--- Begin TASK DATA ---

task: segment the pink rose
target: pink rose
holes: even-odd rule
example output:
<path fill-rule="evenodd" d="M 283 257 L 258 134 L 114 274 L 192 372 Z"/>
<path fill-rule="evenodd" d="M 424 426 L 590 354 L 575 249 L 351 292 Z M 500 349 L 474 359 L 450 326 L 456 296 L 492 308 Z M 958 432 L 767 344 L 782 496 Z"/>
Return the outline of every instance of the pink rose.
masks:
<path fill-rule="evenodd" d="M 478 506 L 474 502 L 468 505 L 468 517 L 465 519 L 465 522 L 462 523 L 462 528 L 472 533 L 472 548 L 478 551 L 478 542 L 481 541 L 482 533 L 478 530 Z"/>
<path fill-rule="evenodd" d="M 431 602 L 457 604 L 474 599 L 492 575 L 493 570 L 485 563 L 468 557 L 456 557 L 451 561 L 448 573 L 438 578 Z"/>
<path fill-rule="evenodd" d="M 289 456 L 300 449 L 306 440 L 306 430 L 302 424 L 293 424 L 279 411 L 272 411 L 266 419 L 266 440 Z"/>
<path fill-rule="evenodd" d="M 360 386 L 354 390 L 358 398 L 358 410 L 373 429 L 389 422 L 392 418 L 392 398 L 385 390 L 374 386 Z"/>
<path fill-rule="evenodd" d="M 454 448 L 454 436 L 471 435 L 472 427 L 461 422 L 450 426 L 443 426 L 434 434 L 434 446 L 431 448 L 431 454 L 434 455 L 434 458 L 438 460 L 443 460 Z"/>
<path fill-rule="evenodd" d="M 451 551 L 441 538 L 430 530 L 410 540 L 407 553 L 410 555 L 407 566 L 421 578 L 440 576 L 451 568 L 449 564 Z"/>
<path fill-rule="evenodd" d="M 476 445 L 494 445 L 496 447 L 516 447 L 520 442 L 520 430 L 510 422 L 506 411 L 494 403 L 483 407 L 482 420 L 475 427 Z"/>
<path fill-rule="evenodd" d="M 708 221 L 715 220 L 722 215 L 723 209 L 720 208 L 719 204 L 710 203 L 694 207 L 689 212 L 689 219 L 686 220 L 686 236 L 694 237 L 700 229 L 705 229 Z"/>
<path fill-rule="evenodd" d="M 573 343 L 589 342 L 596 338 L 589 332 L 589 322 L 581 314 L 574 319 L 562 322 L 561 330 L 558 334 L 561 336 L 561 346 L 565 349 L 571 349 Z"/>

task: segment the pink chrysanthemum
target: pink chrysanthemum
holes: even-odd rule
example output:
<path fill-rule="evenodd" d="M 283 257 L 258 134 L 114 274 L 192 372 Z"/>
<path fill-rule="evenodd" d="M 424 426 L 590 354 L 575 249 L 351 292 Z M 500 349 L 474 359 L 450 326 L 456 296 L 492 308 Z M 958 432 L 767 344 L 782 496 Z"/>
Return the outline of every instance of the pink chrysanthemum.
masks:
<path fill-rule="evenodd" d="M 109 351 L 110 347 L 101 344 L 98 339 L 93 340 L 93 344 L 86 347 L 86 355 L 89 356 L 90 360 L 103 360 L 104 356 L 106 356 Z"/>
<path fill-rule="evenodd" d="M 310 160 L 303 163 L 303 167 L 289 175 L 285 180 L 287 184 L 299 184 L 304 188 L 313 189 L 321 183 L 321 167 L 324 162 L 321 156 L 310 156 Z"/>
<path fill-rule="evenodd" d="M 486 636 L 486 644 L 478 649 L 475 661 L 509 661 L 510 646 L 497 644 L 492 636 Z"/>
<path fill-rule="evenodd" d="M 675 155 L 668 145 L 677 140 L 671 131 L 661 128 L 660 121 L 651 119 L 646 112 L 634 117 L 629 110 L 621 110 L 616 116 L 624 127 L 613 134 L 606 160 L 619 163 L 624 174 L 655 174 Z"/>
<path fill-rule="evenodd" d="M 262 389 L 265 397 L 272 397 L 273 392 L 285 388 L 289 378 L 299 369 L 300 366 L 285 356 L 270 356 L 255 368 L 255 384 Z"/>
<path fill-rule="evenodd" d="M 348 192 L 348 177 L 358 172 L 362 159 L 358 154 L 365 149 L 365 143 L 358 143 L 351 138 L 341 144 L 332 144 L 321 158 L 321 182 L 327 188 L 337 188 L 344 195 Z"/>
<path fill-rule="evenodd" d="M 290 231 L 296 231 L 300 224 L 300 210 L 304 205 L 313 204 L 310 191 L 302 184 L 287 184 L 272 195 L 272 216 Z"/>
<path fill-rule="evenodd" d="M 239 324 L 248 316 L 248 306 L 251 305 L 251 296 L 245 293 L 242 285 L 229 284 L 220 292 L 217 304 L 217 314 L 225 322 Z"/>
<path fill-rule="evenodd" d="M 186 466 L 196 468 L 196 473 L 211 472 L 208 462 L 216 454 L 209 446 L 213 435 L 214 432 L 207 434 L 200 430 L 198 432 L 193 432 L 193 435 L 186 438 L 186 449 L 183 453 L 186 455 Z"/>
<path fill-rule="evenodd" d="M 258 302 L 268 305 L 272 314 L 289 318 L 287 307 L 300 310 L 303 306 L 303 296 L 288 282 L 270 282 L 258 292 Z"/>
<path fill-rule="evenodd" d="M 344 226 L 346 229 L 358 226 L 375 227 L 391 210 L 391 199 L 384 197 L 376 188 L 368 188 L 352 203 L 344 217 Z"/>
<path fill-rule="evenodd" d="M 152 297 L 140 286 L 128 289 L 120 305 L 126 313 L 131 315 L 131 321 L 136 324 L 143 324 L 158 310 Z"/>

--- End TASK DATA ---

■ **WORK TO BE COMPLETED**
Arrange the lines starting with the one containing "task: segment the pink chrysanthemum" and going on through the one containing "109 351 L 110" as a Markdown table, with a Row column numbering them and a Line column holding each line. Skip any blank lines.

■ **CORRECT RESULT**
| Row | Line |
|---|---|
| 1 | task: segment the pink chrysanthemum |
| 2 | target: pink chrysanthemum |
| 3 | holes: even-odd rule |
| 4 | example output: |
| 5 | <path fill-rule="evenodd" d="M 283 257 L 258 134 L 114 274 L 192 372 Z"/> |
| 6 | <path fill-rule="evenodd" d="M 424 426 L 590 354 L 575 249 L 351 292 Z M 500 349 L 474 359 L 450 326 L 456 296 L 492 308 Z M 958 432 L 767 344 L 782 496 Z"/> |
| 7 | Return the outline of every instance of the pink chrysanthemum. |
| 8 | masks: |
| 9 | <path fill-rule="evenodd" d="M 109 351 L 110 347 L 101 344 L 98 339 L 93 340 L 93 344 L 86 347 L 86 355 L 89 356 L 90 360 L 103 360 L 104 356 L 106 356 Z"/> |